**Text:**

=-=-=-=-=

The Eastern Continental Divide originates in the north at the Eastern Triple Divide in north-central Pennsylvania on the summit named 'Triple Divide Peak', 10.4 mi (16.7 km) south of the New York-Pennsylvania line, about 5 mi. southwest of the borough of Ulysses in Potter County, Pennsylvania.  The divide passes through the broader Allegheny Plateau region, following the boundary between the Allegheny River and Susquehanna River watersheds through most of Pennsylvania.  At Blue Knob near Altoona, the Divide begins to follow Allegheny Mountain and then Little Savage Mountain.  A few miles before the state border, the Divide begins to separate the Youghiogheny River and Potomac River watersheds.

In Maryland, the Divide runs significantly west of the Allegheny Front, following Backbone Mountain, and passing near the source of the North Branch Potomac River at the Fairfax Stone.  The Divide then passes through a plateau of the Allegheny Mountains of West Virginia, passing between the north end of the Canaan Valley in the Cheat River watershed, and the Mount Storm Lake basin in the Potomac River watershed.  The Divide then rejoins the Allegheny Front.

A significant portion of the Divide forms part of the border between West Virginia and Virginia along Allegheny Mountain and then Peters Mountain, separating the Greenbrier River and James River watersheds.  It then makes a dramatic arc to the east around the Sinking Creek valley, and then follows the hill crest east of Blacksburg, Virginia, until it meets the Blue Ridge Mountains, which take the form of an escarpment separating the headwaters of the New River from that of the Roanoke River.

Just before the Divide passes into North Carolina, it begins to separate the New River and Yadkin River watersheds.  It then separates upper tributaries of the Tennessee River from those of the Santee River.  Its high point is on Grandfather Mountain at 6,366 ft (1,940 m); although Mount Mitchell is the highest point in the Appalachian Mountains, it is not on the Divide, but 4 miles west of it.

In Georgia, the Divide generally separates the Apalachicola River watershed in the west from the Savannah River and Altamaha River watersheds to the east, passing through the Atlanta metropolitan area and extending past the southern end of the Appalachian Mountains southeasterly across the Georgia plateau.  This marks the first time the western watershed drains directly to the Gulf of Mexico without reaching the Ohio River first.  In southern Georgia, it separates the Suwannee River and Satilla River watersheds.

The Lake Okeechobee drainage basin in south central Florida, including the Kissimmee River drainage basin to the north which feeds it, was naturally or hydrographically, an endorheic basin, one which does not have outflow to another body of water like a river or ocean. Such a basin may form a swamp when water collects. It was altered by anthropogenic activity, specifically the construction of the Okeechobee canal in 1937 which spanned the Atlantic Ocean, the lake and the Gulf of Mexico. Nonetheless, it is not considered by hydrologists to be part of either the Gulf of Mexico watershed or Atlantic seaboard watershed. The northern boundary of the basin is the southern terminus of the Eastern Continental divide.

=-=-=-=-=

**Recorded information:**
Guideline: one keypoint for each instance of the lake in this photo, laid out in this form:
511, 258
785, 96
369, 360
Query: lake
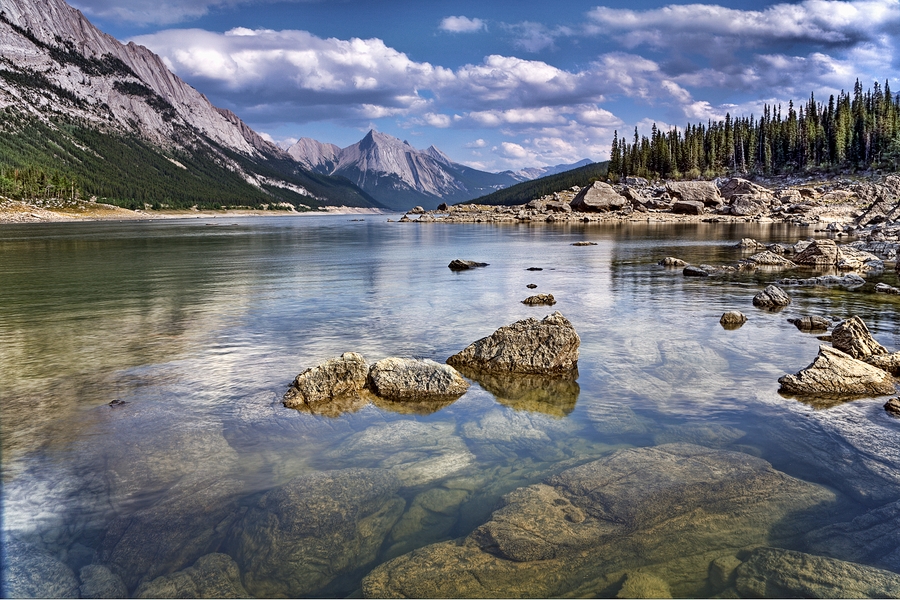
143, 365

=-=-=-=-=

**Problem set:**
#1 According to the Eastern Continental Divide text, on which summit is the Divide's high point, and how high is it?
#2 Decide whether each statement agrees with the Eastern Continental Divide text, and for each one give yes or no along with the words from the text that settle it: (a) Mount Mitchell lies on the Divide. (b) The Okeechobee canal was built in 1937. (c) In Maryland, the Divide follows Backbone Mountain.
#3 Extend the Eastern Continental Divide text beyond its final sentence.
The rows are not needed for any of this.

**Results by task:**
#1 Grandfather Mountain, at 6,366 ft (1,940 m).

#2
(a) No: "it is not on the Divide, but 4 miles west of it."
(b) Yes: "the construction of the Okeechobee canal in 1937"
(c) Yes: "the Divide runs significantly west of the Allegheny Front, following Backbone Mountain"

#3
In Florida, the Divide generally follows the western edge of the St. Johns River, meandering into the low country of Northern Florida until it reaches central Florida, ending at the north bank watershed of the Kissimmee River at the northern boundary of the Lake Okeechobee Basin(see sidebar).  While notionally, the ECD may be considered to extend to the southern tip of Florida, south of Lake Okeechobee the Everglades, which spans the length and breadth of the peninsula, is a seasonal swamp which drains into an unchannelled "river" 100 miles long and 60 miles wide that flows south to the Gulf of Mexico.

Though the divide is often associated with high elevation, at its southern terminus at the northern Kissimmee River watershed in Florida, the elevation is only 70ft. above sea level. Nor does the divide always coincide with the highest point or ridgeline, because streams can flow through passes or gaps in the ridge, so that terrain on one side of the ridge drains to the other side and therefore to the other watershed. This occurs in several places. The ECD is not completely fixed, but can shift due to erosion, tectonic shift and also anthropogenic activity such as tunnel excavation, damming of rivers and road construction.

Weather 
Because the divide is at or in proximity to the highest terrain, air is forced upwards regardless of wind direction. This process of orographic enhancement leads to higher precipitation than surrounding areas. In winter, the divide is often much snowier than surrounding areas, due to orographic enhancement and cooler temperatures with elevation.

History
Prior to about 1760, north of Spanish Florida, the Appalachian Divide represented the boundary between British and French colonial possessions in North America.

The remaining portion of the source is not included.